*** Supplied data ***
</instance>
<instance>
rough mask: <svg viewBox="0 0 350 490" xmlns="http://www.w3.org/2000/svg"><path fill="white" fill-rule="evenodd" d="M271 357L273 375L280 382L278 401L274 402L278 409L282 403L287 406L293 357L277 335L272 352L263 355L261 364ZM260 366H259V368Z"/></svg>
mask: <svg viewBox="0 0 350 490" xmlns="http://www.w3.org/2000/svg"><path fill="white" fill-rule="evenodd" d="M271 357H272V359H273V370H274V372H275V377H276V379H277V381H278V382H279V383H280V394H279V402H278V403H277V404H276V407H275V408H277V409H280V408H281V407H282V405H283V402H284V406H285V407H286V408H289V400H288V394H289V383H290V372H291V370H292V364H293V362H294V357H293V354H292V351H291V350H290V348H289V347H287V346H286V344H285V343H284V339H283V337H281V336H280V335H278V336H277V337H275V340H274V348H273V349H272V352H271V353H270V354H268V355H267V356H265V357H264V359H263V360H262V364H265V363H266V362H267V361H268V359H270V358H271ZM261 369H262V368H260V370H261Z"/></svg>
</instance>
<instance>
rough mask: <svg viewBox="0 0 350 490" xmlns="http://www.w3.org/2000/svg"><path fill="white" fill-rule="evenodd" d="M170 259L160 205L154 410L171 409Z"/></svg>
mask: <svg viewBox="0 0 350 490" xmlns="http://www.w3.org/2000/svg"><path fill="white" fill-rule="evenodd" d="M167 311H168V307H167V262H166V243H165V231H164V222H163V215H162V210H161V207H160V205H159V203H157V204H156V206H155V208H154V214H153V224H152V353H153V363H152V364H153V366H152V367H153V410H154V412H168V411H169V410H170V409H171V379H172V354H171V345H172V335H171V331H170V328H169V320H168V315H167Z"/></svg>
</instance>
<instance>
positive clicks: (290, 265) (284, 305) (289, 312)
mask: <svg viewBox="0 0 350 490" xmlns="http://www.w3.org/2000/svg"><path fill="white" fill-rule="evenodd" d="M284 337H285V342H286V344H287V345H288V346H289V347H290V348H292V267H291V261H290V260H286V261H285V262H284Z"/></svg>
*** End of Supplied data ***
### What you have to do
Your response should consist of the whole listing, repeated exactly.

### Written response
</instance>
<instance>
rough mask: <svg viewBox="0 0 350 490" xmlns="http://www.w3.org/2000/svg"><path fill="white" fill-rule="evenodd" d="M271 357L273 375L280 382L278 401L274 402L278 409L282 403L287 406L293 357L277 335L272 352L263 355L261 364ZM260 366H259V368Z"/></svg>
mask: <svg viewBox="0 0 350 490" xmlns="http://www.w3.org/2000/svg"><path fill="white" fill-rule="evenodd" d="M271 357H272V359H273V370H274V372H275V377H276V379H277V381H278V382H279V383H280V394H279V402H278V403H277V404H276V407H275V408H277V409H280V408H281V407H282V405H283V402H284V406H285V407H286V408H289V400H288V394H289V383H290V372H291V370H292V364H293V362H294V357H293V354H292V351H291V350H290V348H289V347H287V346H286V344H285V343H284V339H283V337H281V336H280V335H278V336H277V337H275V340H274V348H273V349H272V352H271V353H270V354H268V355H267V356H265V357H264V359H263V360H262V364H265V363H266V362H267V361H268V359H270V358H271ZM261 369H262V368H260V370H261Z"/></svg>
</instance>
<instance>
rough mask: <svg viewBox="0 0 350 490" xmlns="http://www.w3.org/2000/svg"><path fill="white" fill-rule="evenodd" d="M170 259L160 205L154 410L171 409Z"/></svg>
mask: <svg viewBox="0 0 350 490" xmlns="http://www.w3.org/2000/svg"><path fill="white" fill-rule="evenodd" d="M167 311H168V307H167V262H166V243H165V231H164V222H163V215H162V210H161V207H160V205H159V203H157V204H156V206H155V208H154V214H153V224H152V353H153V363H152V364H153V366H152V367H153V410H154V412H168V411H169V410H170V409H171V379H172V354H171V345H172V335H171V331H170V328H169V320H168V315H167Z"/></svg>
</instance>
<instance>
positive clicks: (290, 265) (284, 305) (289, 312)
mask: <svg viewBox="0 0 350 490" xmlns="http://www.w3.org/2000/svg"><path fill="white" fill-rule="evenodd" d="M284 337H285V342H286V344H287V345H288V346H289V347H290V348H292V267H291V261H290V260H286V261H285V262H284Z"/></svg>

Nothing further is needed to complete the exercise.